[RECORDS FOR THIS TASK]
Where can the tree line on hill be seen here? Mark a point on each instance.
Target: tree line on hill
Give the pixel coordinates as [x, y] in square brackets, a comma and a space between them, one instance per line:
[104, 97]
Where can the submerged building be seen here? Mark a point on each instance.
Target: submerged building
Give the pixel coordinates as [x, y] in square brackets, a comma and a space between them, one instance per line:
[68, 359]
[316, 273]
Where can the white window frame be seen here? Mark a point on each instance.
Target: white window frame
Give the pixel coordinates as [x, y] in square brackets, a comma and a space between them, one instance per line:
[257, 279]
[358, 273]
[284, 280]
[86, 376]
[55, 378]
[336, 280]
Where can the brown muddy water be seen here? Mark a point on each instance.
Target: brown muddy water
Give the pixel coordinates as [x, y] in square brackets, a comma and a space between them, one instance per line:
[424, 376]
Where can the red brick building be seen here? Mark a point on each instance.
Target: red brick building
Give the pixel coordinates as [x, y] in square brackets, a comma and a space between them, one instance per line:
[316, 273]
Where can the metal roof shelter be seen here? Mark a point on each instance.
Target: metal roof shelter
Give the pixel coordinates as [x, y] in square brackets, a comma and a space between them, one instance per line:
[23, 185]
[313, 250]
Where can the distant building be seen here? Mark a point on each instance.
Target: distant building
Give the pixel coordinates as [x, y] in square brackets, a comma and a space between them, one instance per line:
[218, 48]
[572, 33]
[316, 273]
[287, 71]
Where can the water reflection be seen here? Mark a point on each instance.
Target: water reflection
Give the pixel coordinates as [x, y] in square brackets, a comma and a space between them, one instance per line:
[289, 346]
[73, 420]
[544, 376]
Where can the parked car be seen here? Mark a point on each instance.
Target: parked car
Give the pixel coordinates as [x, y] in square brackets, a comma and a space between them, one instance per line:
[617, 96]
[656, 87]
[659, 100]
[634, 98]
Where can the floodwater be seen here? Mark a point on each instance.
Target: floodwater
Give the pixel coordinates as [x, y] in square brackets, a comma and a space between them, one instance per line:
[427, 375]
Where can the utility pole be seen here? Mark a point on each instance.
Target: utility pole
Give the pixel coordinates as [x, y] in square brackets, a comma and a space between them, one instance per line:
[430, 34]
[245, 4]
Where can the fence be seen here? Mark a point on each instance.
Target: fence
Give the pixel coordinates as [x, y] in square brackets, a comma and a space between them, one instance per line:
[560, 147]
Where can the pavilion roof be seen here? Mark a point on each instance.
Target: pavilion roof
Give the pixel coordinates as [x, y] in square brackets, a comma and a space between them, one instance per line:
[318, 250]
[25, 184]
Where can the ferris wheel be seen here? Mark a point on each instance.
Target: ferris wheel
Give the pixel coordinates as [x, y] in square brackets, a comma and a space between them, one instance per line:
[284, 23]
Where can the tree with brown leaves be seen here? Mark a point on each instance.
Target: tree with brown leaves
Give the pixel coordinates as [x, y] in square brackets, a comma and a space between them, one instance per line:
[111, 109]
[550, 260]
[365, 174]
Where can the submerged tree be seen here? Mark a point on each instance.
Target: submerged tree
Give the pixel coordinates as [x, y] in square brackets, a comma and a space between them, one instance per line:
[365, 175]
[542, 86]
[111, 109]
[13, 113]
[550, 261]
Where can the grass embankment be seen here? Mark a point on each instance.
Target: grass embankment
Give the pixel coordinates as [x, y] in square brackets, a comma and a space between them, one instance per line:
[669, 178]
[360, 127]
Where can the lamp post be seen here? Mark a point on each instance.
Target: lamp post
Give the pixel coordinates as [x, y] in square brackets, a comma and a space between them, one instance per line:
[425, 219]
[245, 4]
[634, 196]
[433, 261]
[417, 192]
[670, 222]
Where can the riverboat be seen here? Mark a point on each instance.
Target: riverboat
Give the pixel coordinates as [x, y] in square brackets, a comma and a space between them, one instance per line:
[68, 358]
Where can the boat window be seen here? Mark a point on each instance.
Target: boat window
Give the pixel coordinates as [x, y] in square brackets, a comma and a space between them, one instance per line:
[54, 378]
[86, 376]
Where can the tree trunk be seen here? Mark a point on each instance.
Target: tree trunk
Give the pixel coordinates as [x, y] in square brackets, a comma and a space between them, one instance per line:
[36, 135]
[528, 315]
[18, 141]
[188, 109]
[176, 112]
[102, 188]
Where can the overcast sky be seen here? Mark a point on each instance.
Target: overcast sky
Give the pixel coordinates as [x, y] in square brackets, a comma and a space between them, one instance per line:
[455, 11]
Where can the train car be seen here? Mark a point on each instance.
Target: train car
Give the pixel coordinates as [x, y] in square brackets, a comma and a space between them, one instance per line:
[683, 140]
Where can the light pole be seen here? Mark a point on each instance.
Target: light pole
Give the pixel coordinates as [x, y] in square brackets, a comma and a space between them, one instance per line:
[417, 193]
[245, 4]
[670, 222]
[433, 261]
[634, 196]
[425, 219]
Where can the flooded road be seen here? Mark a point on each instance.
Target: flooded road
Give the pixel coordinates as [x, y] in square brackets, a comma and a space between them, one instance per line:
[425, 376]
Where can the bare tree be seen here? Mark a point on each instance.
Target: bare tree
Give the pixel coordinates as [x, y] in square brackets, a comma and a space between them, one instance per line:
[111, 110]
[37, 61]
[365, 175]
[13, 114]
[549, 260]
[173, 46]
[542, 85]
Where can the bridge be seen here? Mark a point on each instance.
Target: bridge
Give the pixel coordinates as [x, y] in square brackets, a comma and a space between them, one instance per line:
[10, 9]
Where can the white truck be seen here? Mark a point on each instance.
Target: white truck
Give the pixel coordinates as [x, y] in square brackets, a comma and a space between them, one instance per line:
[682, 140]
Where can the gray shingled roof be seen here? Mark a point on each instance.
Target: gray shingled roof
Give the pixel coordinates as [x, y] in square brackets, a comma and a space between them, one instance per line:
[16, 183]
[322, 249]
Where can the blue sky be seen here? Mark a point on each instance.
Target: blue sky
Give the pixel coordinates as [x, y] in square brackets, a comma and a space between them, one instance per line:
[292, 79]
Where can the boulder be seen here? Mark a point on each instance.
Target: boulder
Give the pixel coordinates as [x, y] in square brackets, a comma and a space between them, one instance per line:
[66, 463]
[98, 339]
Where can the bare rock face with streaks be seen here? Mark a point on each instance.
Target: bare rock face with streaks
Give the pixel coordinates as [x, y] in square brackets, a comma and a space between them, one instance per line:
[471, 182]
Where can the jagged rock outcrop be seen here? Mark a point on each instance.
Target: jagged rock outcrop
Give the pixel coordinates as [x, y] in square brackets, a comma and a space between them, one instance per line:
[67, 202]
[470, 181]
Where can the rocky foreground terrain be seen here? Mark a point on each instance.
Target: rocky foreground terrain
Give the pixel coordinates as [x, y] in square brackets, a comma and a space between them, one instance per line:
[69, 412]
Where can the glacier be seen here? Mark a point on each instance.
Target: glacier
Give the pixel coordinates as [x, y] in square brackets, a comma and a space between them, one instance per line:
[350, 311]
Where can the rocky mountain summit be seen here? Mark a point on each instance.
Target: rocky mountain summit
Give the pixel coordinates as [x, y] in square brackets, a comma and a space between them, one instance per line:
==
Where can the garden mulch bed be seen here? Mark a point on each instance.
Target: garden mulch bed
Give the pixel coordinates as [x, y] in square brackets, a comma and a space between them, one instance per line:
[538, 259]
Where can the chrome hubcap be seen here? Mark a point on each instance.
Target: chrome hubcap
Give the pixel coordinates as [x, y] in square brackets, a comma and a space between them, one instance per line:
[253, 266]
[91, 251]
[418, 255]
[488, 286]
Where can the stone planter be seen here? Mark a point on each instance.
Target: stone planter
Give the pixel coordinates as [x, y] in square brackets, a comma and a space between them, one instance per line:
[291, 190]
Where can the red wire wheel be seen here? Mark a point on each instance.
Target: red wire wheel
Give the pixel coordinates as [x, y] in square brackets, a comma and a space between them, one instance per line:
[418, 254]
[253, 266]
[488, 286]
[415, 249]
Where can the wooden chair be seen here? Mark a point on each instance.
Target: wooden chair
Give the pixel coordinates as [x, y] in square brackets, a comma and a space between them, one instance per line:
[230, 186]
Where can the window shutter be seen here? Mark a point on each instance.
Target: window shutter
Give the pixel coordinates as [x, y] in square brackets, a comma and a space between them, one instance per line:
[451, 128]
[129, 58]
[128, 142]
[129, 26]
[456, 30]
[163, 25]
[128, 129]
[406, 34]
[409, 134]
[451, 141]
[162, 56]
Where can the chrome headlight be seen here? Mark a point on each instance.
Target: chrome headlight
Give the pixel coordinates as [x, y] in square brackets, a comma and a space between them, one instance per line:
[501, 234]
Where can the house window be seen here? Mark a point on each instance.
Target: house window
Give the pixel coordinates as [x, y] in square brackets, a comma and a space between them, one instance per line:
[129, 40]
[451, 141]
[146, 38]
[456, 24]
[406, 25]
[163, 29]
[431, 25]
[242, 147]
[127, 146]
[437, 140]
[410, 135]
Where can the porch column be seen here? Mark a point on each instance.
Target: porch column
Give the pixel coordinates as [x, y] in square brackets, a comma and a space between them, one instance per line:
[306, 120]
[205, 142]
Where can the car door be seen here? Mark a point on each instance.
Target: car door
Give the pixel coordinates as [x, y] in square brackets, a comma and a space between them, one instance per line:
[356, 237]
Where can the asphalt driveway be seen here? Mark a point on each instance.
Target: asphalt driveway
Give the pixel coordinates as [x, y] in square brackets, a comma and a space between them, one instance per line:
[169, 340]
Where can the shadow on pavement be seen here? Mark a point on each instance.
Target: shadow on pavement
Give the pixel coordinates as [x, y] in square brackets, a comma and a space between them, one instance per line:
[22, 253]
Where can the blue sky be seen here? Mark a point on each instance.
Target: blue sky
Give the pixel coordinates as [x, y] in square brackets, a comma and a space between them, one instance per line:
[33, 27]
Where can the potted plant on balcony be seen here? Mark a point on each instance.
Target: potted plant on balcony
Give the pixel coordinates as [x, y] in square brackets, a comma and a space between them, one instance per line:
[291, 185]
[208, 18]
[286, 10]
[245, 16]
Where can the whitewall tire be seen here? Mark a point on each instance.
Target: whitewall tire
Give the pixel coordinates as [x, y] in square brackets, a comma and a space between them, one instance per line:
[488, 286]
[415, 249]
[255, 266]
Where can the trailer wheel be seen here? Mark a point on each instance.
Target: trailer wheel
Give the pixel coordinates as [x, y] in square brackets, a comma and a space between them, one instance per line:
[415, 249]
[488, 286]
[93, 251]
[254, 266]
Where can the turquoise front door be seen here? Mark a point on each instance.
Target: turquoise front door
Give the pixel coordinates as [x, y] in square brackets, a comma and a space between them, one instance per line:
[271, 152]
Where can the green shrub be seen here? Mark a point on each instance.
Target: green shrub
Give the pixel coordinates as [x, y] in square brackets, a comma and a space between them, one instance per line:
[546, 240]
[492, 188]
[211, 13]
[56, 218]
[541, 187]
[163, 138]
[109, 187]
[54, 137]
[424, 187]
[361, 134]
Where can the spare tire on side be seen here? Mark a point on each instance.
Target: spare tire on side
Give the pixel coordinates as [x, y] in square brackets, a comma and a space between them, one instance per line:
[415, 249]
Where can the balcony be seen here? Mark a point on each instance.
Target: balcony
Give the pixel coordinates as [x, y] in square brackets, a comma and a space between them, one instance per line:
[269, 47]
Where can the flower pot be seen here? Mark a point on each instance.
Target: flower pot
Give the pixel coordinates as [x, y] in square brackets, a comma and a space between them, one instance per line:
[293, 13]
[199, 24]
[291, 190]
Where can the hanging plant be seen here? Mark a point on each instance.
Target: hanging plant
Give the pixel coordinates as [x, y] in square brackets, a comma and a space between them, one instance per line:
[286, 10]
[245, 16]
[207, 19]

[TASK REQUIREMENTS]
Would you copy out exactly the lines above that start at the one containing "Target: parked car" and end at the one containing "Target: tree with brown leaves", inclusive?

[EXERCISE ANSWER]
Target: parked car
Give the pixel coordinates as [x, y] in square brackets, a comma and a space between them, one instance per line:
[617, 96]
[656, 87]
[659, 100]
[634, 98]
Where can the floodwater be seen here? Mark a point on each instance.
Target: floodwater
Give the pixel coordinates as [x, y] in square brackets, a comma and a space between them, one instance per line:
[427, 375]
Where can the utility pole be seen here? Mark a point on each instance.
Target: utility pole
Give the pixel coordinates as [x, y] in square brackets, a comma and a space between them, one instance per line:
[430, 34]
[245, 4]
Where can the fence be seen here? Mark a point on each instance.
Target: fence
Give the pixel coordinates as [x, y] in square brackets, a comma and a space between them, one instance per line:
[560, 147]
Where can the pavilion roof be seen here? Mark a point on each instance.
Target: pavilion roof
Give the pixel coordinates as [x, y] in square brackets, a comma and a space between them, one instance per line:
[318, 250]
[25, 184]
Where can the ferris wheel be seen here? Mark a point on each instance.
Target: ferris wheel
Give the pixel coordinates as [x, y] in square brackets, a comma and a space between them, one instance per line:
[284, 23]
Where can the tree with brown leaves be seen here? Mark a point on each instance.
Target: tree with brown leaves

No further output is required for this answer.